> EXTRAIT SOURCE
● ● ● ● ●

Maanfour*, 23 ans, vit sa vie comme un film. Un film de série noire, mais dans sa tête, jamais de série B. Il a besoin d’être la vedette, ce qui l’a incité le 21 janvier dernier, à déambuler boulevard des Crabes en Petite Terre, vêtu d’une djellaba, et armé d’un pistolet. Les gendarmes eux, connaissent leur rôle dans ce cas là, et celui du lieutenant-colonel Pech et du chef d’escadron Bichon, fut de stopper net un individu menaçant pour la paix publique, et qui refusait de ranger son arme.
Avant l’arrivée du prévenu, les gendarmes viennent prévenir discrètement la procureur Prampart de son état de grande agitation. A peine entré dans le box des accusés, Maanfour interpelle le président du tribunal, Laurent Sabatier, sur la présence d’un homme dans la salle : « Lui c’est un violeur, je ne veux pas le voir ! »

● ● ● ● ●

[Entrées sur la localisation d'objets nommés]
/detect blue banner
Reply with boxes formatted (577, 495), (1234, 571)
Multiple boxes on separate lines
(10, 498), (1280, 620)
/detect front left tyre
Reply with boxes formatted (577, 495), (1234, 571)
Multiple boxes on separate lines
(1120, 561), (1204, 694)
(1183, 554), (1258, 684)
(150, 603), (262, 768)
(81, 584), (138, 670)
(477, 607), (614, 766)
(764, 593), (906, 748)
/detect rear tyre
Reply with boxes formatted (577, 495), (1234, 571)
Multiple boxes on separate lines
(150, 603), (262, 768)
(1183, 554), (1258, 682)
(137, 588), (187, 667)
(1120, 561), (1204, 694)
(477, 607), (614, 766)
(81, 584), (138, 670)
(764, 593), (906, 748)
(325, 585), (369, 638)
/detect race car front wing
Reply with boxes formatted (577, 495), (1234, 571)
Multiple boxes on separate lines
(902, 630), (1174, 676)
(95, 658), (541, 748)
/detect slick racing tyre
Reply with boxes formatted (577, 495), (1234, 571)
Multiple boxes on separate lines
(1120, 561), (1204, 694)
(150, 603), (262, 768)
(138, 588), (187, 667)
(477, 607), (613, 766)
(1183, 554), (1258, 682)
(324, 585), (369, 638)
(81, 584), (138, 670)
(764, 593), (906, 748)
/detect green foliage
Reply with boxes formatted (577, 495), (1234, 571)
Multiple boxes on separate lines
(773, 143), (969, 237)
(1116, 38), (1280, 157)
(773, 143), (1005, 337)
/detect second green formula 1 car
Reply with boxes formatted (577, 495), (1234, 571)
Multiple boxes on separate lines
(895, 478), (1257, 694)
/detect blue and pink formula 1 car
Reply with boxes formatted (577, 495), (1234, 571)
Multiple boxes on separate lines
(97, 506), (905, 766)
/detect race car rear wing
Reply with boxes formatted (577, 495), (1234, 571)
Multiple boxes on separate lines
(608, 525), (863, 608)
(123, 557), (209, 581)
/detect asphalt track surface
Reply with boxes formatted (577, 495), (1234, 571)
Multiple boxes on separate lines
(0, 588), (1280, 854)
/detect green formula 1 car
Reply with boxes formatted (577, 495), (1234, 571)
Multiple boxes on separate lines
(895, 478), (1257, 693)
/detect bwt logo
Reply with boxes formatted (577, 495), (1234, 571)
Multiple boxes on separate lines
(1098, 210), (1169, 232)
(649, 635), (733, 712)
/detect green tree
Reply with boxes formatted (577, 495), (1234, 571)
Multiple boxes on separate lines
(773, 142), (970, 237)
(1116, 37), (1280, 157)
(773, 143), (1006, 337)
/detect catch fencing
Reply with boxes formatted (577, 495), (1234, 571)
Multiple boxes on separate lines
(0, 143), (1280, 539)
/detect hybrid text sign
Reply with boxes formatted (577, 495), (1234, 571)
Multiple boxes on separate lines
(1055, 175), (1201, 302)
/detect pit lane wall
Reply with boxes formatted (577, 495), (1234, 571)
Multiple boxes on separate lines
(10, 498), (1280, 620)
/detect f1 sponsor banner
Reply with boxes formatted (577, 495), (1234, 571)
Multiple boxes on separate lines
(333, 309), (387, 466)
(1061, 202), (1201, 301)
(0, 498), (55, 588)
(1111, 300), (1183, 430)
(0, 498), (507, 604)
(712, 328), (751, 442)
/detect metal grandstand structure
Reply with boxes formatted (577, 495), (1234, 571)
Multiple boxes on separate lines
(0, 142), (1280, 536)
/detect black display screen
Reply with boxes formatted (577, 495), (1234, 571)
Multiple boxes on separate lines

● ● ● ● ●

> ENSEMBLE DES CONSIGNES
A. Restituez sous forme de tableau Markdown, avec les colonnes « N° » et « Ligne », la partie du listing qui s'ouvre sur la ligne contenant « front left tyre » et se clôt sur celle contenant « (95, 658), (541, 748) ». Omettez les lignes vides.
B. Rédigez la suite du compte rendu d'audience, en reprenant après sa dernière phrase.

> RÉSULTATS PAR CONSIGNE
A.
| N° | Ligne |
|---|---|
| 1 | /detect front left tyre |
| 2 | Reply with boxes formatted (577, 495), (1234, 571) |
| 3 | Multiple boxes on separate lines |
| 4 | (1120, 561), (1204, 694) |
| 5 | (1183, 554), (1258, 684) |
| 6 | (150, 603), (262, 768) |
| 7 | (81, 584), (138, 670) |
| 8 | (477, 607), (614, 766) |
| 9 | (764, 593), (906, 748) |
| 10 | /detect rear tyre |
| 11 | Reply with boxes formatted (577, 495), (1234, 571) |
| 12 | Multiple boxes on separate lines |
| 13 | (150, 603), (262, 768) |
| 14 | (1183, 554), (1258, 682) |
| 15 | (137, 588), (187, 667) |
| 16 | (1120, 561), (1204, 694) |
| 17 | (477, 607), (614, 766) |
| 18 | (81, 584), (138, 670) |
| 19 | (764, 593), (906, 748) |
| 20 | (325, 585), (369, 638) |
| 21 | /detect race car front wing |
| 22 | Reply with boxes formatted (577, 495), (1234, 571) |
| 23 | Multiple boxes on separate lines |
| 24 | (902, 630), (1174, 676) |
| 25 | (95, 658), (541, 748) |

B.
L’interprète s’assied devant lui, à l’extérieur du box, mais il lui intime l’ordre de se taire, « vous me perturbez, je m’adresse au président. » La suite montrera que ses propos n’ont pas besoin d’être traduits. Le président ne parvient pas à revenir sur l’énoncé de faits sans être entrecoupé par Maanfour d’un « comment dirais-je ? », « certes ! ». Et alors qu’il l’interroge sur les raisons de sa présence Boulevard des Crabes en djelabbah blanche un pistolet à la main, il s’entend répondre, « et vous ? Pourquoi êtes-vous habillé d’une robe noire ? »
« La difficulté d’être »
Essayant malgré tout de lui faire comprendre qu’il était perçu comme menaçant, Maanfour balaye les arguments, « votre langage est trop soutenu monsieur le juge. » Il explique qu’il comprend qu’on ait pu le prendre pour un terroriste, on peut même penser que c’était l’effet consciemment recherché, et il explique ce comportement décousu : « Mes actions sont dues à la maltraitance infantile dont je fus victime dans ma tendre jeunesse, violé par mes proches, par celui-là qui est dans la salle, qui a aussi déshabillé mon frère. »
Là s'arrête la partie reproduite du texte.